[What to work on]: Find every line in the material below that contains the word "water", matching case exactly, and copy each of those lines.
┌─ Supplied material
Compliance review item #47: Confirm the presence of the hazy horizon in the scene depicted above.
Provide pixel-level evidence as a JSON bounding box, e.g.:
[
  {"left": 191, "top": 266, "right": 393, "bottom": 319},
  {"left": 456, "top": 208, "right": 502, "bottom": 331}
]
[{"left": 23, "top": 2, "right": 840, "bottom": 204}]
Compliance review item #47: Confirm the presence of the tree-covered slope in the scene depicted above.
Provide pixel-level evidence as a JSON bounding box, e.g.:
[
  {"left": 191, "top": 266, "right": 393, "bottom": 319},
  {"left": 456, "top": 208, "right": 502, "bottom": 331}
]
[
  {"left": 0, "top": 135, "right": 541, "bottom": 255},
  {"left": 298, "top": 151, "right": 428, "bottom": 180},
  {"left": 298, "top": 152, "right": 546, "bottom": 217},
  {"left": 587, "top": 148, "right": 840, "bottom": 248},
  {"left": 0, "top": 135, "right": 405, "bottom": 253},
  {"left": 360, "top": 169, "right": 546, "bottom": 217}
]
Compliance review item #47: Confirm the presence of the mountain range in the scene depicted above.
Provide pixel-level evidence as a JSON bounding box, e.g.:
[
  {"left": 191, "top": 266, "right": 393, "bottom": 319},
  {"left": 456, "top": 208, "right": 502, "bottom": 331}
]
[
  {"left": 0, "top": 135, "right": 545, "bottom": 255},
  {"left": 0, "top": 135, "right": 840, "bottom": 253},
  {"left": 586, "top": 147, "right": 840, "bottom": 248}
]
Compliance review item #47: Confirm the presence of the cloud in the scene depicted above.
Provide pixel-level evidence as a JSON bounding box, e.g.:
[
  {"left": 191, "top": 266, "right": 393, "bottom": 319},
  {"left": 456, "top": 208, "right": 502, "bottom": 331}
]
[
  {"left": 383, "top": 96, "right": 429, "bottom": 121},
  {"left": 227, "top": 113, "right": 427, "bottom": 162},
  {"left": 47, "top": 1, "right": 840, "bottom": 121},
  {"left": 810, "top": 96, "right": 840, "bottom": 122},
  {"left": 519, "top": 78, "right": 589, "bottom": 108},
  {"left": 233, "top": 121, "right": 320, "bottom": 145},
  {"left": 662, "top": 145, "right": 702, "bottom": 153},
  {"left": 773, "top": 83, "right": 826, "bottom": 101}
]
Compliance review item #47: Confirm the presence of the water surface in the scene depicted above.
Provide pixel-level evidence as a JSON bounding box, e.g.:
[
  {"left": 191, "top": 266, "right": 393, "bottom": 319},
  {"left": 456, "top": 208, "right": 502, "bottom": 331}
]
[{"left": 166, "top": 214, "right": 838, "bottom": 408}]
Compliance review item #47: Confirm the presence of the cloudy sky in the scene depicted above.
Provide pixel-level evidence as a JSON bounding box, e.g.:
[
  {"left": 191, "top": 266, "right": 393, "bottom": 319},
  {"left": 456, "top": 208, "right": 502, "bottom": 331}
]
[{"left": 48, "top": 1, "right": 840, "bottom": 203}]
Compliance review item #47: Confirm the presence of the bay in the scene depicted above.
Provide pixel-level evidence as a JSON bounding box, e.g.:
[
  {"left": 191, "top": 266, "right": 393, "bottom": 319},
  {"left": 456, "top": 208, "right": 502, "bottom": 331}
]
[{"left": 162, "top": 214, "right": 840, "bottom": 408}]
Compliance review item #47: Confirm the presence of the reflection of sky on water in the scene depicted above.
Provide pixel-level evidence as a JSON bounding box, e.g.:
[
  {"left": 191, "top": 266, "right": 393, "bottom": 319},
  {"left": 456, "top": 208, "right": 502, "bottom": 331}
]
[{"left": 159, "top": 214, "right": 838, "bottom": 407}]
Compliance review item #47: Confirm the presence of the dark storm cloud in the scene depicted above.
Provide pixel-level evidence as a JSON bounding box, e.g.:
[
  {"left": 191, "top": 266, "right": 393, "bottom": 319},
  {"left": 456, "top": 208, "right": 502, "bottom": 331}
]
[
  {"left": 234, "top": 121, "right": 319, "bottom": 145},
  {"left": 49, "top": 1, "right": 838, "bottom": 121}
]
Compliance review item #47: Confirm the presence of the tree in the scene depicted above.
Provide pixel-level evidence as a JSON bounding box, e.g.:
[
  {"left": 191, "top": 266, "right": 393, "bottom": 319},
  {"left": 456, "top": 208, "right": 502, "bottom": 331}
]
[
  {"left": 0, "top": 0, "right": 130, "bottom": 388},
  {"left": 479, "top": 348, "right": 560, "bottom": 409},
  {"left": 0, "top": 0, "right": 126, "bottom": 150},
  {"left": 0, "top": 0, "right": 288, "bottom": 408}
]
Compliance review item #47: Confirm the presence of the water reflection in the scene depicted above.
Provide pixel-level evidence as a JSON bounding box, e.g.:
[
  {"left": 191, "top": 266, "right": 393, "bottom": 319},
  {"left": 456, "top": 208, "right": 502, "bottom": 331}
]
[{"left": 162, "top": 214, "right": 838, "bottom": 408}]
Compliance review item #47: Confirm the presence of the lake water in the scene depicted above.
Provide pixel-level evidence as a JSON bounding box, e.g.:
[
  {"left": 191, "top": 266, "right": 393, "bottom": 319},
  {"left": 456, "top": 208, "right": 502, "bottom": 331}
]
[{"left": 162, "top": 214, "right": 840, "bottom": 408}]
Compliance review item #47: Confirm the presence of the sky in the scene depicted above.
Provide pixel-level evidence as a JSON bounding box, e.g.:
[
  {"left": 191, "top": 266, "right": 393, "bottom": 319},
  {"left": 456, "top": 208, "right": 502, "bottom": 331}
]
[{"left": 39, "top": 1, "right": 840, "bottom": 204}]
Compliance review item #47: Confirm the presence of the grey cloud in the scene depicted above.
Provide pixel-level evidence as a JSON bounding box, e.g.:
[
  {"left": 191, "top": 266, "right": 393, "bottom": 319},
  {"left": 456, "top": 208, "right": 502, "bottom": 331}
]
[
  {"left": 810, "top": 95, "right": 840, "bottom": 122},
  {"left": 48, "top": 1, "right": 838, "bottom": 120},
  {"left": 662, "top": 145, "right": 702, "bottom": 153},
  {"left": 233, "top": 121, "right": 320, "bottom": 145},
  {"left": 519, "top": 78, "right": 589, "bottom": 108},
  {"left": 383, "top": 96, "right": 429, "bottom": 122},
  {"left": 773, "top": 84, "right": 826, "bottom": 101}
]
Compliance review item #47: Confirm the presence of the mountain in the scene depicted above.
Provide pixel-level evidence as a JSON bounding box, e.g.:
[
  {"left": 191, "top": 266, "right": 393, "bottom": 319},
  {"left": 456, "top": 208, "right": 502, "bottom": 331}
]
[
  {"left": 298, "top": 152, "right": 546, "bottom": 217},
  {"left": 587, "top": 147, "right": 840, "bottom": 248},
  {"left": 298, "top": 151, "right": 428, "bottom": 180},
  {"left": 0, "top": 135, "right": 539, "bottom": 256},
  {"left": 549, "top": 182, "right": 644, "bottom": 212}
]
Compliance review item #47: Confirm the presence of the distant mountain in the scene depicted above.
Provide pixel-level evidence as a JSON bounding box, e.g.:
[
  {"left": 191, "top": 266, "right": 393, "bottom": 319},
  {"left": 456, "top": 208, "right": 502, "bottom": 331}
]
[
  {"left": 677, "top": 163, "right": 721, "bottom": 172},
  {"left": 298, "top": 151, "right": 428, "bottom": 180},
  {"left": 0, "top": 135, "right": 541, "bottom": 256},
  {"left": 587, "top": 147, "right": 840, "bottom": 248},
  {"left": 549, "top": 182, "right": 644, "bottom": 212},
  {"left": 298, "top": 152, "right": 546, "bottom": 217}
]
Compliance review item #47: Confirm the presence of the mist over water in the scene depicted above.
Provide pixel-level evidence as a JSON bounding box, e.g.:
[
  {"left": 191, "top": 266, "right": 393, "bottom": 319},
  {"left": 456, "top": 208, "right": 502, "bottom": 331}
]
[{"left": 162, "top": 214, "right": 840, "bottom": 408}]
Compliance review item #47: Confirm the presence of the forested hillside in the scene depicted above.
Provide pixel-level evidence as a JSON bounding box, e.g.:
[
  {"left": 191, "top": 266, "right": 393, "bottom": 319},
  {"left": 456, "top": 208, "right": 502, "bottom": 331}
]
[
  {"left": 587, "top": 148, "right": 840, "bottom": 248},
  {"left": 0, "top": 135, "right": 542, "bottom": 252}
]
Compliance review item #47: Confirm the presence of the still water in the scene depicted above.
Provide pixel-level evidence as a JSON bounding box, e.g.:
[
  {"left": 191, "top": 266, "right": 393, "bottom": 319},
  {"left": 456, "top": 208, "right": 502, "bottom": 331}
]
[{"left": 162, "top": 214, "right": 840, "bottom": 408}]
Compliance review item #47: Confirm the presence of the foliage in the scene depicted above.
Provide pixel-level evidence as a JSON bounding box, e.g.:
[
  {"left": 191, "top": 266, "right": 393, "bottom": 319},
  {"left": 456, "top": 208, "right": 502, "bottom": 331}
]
└─
[Solution for this exercise]:
Compliance review item #47: Confirm the presence of the water surface in the scene depicted above.
Compliance review item #47: Confirm the presence of the reflection of sky on water in the scene depicted above.
Compliance review item #47: Confirm the presence of the water reflection in the scene depicted above.
Compliance review item #47: Confirm the presence of the lake water in the scene depicted above.
Compliance review item #47: Confirm the presence of the mist over water in the scene depicted above.
Compliance review item #47: Confirm the presence of the still water in the scene depicted above.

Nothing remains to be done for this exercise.